◆ **EXERCISE PROMPT**
Return every line of the data below word for word, with no changes.

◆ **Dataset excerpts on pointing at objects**
----

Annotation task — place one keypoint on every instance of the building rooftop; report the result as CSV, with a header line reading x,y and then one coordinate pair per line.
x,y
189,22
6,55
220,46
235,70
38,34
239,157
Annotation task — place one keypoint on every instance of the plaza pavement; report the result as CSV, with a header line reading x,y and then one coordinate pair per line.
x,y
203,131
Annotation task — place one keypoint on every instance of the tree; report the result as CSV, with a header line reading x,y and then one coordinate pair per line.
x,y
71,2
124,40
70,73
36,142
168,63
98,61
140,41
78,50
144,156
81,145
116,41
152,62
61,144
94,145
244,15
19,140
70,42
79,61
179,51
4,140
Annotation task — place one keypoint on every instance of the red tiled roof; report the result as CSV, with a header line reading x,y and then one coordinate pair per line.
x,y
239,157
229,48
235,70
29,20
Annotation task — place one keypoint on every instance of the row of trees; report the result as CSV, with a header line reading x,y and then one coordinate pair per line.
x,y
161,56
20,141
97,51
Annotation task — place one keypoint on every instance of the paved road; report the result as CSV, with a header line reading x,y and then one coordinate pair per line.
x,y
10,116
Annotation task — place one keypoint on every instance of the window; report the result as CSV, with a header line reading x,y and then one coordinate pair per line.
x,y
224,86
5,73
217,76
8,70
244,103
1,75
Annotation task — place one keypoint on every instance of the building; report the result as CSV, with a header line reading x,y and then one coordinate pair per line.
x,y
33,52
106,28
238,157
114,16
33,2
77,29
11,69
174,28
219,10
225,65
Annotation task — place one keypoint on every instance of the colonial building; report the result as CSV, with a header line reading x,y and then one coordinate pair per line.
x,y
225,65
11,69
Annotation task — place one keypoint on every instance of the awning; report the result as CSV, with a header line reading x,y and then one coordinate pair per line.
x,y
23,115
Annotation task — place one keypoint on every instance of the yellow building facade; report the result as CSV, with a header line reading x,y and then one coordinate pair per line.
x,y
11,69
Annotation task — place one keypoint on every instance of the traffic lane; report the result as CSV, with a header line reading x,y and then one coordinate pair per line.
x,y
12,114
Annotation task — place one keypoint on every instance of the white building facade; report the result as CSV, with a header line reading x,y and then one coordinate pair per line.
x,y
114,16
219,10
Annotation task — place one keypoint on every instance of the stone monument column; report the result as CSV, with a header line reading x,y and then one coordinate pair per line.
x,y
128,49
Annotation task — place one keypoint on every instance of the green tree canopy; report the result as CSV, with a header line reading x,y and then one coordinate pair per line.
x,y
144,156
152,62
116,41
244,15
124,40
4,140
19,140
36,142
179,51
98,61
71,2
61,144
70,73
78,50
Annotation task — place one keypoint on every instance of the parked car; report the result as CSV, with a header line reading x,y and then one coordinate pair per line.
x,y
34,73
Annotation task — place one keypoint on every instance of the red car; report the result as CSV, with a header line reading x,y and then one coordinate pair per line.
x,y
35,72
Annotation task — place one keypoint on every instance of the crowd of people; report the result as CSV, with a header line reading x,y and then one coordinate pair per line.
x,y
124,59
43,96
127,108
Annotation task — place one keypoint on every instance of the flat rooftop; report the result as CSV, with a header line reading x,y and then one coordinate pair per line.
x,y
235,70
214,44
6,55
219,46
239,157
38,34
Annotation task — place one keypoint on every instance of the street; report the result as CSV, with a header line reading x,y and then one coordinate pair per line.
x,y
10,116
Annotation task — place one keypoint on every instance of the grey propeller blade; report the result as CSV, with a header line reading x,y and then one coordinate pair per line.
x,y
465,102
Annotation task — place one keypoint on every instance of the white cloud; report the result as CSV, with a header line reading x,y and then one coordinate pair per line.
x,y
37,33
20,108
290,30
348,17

----

◆ **WRITTEN RESPONSE**
Annotation task — place one keypoint on every instance of the building rooftop; report the result as CSV, with a header line reading x,y and then one coordinate pair per line.
x,y
189,22
6,55
220,46
235,70
38,34
239,157
Annotation task — place one keypoint on every instance of the plaza pavement; report the result as CSV, with a header line reading x,y and then one coordinate pair per line.
x,y
203,131
Annotation task — place one keypoint on every instance of the tree; report the result as CSV, with a header line reading x,y and then one coordinate pair per line.
x,y
71,2
124,40
70,73
36,142
168,63
98,61
140,41
78,50
144,156
81,145
116,41
152,62
61,144
94,145
244,15
19,140
70,42
79,61
179,51
4,140
Annotation task — place one keypoint on every instance of the red tiled roof; report the result as CSV, with a header line reading x,y and then one coordinate pair per line.
x,y
239,157
229,48
235,70
29,20
Annotation task — place one keypoint on every instance of the row of trees; report the result as CSV, with a header line reading x,y and then one coordinate pair per line.
x,y
161,56
20,141
97,51
Annotation task — place one keypoint on every instance of the paved road; report the result as CSV, with a header line reading x,y and then one coordinate pair per line.
x,y
10,116
Annotation task — place one keypoint on every instance of the window; report the result as CSV, with a header line reading x,y and then one coordinate pair per line.
x,y
224,86
5,73
217,76
8,70
244,103
1,75
Annotation task — place one keypoint on every instance of the building; report the result as CSV, with a header line reading x,y and then one coordinate pair per line.
x,y
33,52
106,28
238,157
114,16
33,2
77,29
11,69
174,28
219,10
225,65
Annotation task — place one keypoint on every instance of the colonial building; report the result as CSV, with a header line reading x,y and then one coordinate pair per line.
x,y
225,65
11,69
Annotation task — place one keypoint on every instance of the awning; report the result as CSV, with a header line reading x,y and then one coordinate pair per line.
x,y
23,115
Annotation task — place one keypoint on every instance of the yellow building facade; report the result as CSV, with a header line reading x,y and then one coordinate pair per line.
x,y
11,69
Annotation task — place one keypoint on every instance of the traffic lane; report the result as CSV, with a header line reading x,y and then one coordinate pair per line.
x,y
12,114
Annotation task — place one keypoint on every instance of the white building facade; report the result as CSV, with a header line reading x,y and then one coordinate pair per line.
x,y
114,16
219,10
Annotation task — place one keypoint on every instance of the stone monument column; report the result as CSV, with a header line reading x,y and then one coordinate pair per line.
x,y
128,49
Annotation task — place one keypoint on every instance of the green tree canopy; report the result as CSV, with a header line reading x,y and then one coordinate pair per line.
x,y
144,156
152,62
116,41
244,15
124,40
4,140
19,140
36,142
179,51
98,61
71,2
61,144
70,73
78,50
Annotation task — place one keypoint on every instance of the parked car; report the result as CSV, with a header line reading x,y and then one coordinate pair per line.
x,y
34,73
Annotation task — place one keypoint on every instance of the red car; report the result as CSV, with a header line reading x,y and then one coordinate pair per line.
x,y
35,72
Annotation task — place one keypoint on every instance of the crowd of people; report the result as CSV, with a header line reading x,y and then one coordinate pair per line.
x,y
124,59
43,96
127,108
Annotation task — place one keypoint on every instance of the flat rooftop; report the result as CSV, with a header line reading x,y and then one coordinate pair per line.
x,y
235,70
214,44
6,55
219,46
239,157
38,34
Annotation task — place one keypoint on every instance of the street; report the result as CSV, with a header line reading x,y and then one coordinate pair per line.
x,y
10,116
Annotation task — place one keypoint on every instance of the grey propeller blade; report the result as CSV, with a header line reading x,y and then one coordinate pair per line.
x,y
465,102
Annotation task — place one keypoint on every instance of the white cloud; report the result as CSV, with a header line reading x,y and then one coordinate pair per line.
x,y
37,33
20,108
290,30
348,17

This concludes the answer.